### Requirement
Copy each line of the records below that has "belly" in it.

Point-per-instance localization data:
▬▬▬▬▬▬

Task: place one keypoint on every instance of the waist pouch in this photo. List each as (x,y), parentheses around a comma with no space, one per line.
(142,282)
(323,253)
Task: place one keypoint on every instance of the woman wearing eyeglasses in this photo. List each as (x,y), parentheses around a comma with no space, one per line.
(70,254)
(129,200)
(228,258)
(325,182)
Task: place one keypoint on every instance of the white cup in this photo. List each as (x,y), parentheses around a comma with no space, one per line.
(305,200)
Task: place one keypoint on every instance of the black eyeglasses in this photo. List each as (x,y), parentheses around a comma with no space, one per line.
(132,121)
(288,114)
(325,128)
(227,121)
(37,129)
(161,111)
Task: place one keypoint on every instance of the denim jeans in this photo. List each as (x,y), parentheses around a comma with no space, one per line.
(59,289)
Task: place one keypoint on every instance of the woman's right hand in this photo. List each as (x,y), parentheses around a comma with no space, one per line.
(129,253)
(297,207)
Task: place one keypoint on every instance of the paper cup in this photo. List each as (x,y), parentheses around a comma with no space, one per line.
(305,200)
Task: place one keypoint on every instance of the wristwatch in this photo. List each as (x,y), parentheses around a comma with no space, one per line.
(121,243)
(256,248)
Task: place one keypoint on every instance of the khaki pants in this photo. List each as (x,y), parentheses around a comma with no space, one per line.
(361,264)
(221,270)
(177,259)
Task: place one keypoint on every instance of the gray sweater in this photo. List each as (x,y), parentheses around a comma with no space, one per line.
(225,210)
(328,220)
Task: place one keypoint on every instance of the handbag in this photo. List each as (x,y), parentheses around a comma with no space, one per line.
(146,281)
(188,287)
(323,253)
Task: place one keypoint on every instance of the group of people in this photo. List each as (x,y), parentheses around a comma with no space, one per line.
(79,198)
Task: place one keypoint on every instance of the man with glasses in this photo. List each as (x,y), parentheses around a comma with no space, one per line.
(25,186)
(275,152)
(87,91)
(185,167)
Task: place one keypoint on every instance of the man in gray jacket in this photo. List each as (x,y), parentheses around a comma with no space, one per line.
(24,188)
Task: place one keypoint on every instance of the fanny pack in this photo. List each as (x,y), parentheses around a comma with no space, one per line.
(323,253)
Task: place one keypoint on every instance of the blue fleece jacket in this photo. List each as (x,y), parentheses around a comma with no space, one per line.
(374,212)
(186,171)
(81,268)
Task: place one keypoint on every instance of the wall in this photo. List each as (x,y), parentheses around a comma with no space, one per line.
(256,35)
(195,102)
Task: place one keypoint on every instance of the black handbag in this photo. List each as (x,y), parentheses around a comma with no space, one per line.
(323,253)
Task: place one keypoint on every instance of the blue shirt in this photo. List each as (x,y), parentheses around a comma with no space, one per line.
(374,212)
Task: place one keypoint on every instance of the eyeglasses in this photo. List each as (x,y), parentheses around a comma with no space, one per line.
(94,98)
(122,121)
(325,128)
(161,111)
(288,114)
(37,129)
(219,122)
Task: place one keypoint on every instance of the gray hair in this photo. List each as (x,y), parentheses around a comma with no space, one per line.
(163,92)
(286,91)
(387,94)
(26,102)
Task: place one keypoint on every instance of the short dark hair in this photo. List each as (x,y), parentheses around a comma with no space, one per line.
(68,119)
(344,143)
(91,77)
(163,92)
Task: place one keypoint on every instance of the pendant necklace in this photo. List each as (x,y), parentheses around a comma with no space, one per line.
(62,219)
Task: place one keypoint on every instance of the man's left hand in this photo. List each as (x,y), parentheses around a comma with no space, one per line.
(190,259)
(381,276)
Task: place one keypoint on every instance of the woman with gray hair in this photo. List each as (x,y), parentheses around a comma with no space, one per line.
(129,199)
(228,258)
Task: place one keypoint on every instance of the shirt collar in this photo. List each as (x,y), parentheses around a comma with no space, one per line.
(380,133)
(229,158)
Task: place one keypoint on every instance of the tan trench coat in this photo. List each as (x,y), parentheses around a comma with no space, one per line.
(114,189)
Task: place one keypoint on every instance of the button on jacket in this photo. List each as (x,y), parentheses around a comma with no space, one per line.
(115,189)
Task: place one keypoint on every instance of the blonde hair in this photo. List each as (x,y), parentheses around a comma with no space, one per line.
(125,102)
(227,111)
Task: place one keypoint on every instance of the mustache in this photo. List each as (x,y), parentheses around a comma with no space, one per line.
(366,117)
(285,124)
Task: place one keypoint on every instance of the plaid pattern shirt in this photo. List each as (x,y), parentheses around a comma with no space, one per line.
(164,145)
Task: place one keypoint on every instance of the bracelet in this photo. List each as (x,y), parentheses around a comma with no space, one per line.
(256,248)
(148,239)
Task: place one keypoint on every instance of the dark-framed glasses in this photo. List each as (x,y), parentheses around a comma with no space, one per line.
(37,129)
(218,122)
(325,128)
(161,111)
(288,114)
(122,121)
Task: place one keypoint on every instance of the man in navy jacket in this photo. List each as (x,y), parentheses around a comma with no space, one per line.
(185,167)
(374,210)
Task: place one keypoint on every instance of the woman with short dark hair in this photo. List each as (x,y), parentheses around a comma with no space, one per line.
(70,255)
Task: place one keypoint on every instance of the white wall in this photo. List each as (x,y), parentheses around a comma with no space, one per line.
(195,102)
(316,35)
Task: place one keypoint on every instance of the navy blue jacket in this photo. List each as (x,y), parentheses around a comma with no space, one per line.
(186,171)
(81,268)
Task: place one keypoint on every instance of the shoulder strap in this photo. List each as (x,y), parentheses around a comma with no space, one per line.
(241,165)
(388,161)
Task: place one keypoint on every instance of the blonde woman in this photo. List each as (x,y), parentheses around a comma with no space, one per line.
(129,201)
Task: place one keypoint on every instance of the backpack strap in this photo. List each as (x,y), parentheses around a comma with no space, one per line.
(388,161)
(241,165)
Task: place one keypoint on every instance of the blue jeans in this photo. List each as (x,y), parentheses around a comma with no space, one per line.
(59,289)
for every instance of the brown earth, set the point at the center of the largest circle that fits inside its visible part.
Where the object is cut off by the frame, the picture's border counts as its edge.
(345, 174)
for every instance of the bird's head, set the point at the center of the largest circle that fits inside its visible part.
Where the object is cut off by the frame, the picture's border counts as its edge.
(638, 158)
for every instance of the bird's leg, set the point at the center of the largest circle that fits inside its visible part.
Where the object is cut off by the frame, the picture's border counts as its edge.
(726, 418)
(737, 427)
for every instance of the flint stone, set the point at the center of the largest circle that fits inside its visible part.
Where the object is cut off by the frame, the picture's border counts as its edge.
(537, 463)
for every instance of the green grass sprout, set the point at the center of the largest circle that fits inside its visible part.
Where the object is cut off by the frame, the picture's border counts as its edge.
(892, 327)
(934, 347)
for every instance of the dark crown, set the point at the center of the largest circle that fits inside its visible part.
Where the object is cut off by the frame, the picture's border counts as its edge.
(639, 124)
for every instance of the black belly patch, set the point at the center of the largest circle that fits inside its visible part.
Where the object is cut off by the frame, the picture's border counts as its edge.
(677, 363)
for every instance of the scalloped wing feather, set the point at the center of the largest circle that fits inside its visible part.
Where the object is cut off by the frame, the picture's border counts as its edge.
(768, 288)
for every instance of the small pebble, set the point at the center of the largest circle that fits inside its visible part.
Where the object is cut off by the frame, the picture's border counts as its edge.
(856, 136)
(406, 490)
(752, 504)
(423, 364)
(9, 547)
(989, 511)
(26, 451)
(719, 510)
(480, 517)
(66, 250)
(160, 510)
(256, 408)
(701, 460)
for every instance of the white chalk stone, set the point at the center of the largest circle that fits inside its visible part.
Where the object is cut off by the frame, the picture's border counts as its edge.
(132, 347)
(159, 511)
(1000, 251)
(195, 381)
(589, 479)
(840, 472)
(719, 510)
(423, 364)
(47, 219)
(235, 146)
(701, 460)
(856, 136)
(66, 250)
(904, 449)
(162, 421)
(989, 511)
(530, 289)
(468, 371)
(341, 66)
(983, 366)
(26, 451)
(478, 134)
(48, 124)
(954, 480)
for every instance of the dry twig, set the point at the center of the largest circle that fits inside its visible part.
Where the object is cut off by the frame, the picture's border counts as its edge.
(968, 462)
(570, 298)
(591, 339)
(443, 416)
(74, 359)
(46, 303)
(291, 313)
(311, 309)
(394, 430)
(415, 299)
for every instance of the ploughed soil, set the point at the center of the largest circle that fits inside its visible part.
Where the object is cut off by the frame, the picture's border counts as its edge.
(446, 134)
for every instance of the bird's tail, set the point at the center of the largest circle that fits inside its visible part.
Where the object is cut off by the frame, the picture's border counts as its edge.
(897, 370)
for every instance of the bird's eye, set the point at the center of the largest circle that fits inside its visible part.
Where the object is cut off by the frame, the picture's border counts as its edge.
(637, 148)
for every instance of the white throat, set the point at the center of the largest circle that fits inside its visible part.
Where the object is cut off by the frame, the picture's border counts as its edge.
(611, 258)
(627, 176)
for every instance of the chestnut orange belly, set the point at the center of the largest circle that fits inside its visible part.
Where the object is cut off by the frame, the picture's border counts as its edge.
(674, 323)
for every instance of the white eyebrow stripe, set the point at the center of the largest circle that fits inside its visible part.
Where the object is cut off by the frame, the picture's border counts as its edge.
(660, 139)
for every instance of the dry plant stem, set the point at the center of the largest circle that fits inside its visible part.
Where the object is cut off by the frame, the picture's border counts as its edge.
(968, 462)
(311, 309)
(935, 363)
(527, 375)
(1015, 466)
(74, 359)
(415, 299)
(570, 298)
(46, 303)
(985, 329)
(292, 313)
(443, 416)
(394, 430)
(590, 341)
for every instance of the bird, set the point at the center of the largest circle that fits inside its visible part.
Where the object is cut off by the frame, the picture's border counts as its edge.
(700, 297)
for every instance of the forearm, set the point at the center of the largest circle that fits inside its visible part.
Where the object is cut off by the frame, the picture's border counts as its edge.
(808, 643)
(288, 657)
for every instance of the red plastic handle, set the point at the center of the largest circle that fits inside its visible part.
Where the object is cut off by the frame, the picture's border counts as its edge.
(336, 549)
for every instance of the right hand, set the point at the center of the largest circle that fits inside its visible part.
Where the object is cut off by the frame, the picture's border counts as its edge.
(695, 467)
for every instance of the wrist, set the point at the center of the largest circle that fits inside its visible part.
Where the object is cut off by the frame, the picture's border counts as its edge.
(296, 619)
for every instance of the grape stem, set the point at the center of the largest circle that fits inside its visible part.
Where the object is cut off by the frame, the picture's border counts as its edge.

▬▬▬▬▬▬

### Task solution
for every instance of the black belly patch, set the point at the center of the largest circle that fits inside its visible part.
for every instance of the chestnut orange belly, set the point at the center of the largest circle that fits inside its visible part.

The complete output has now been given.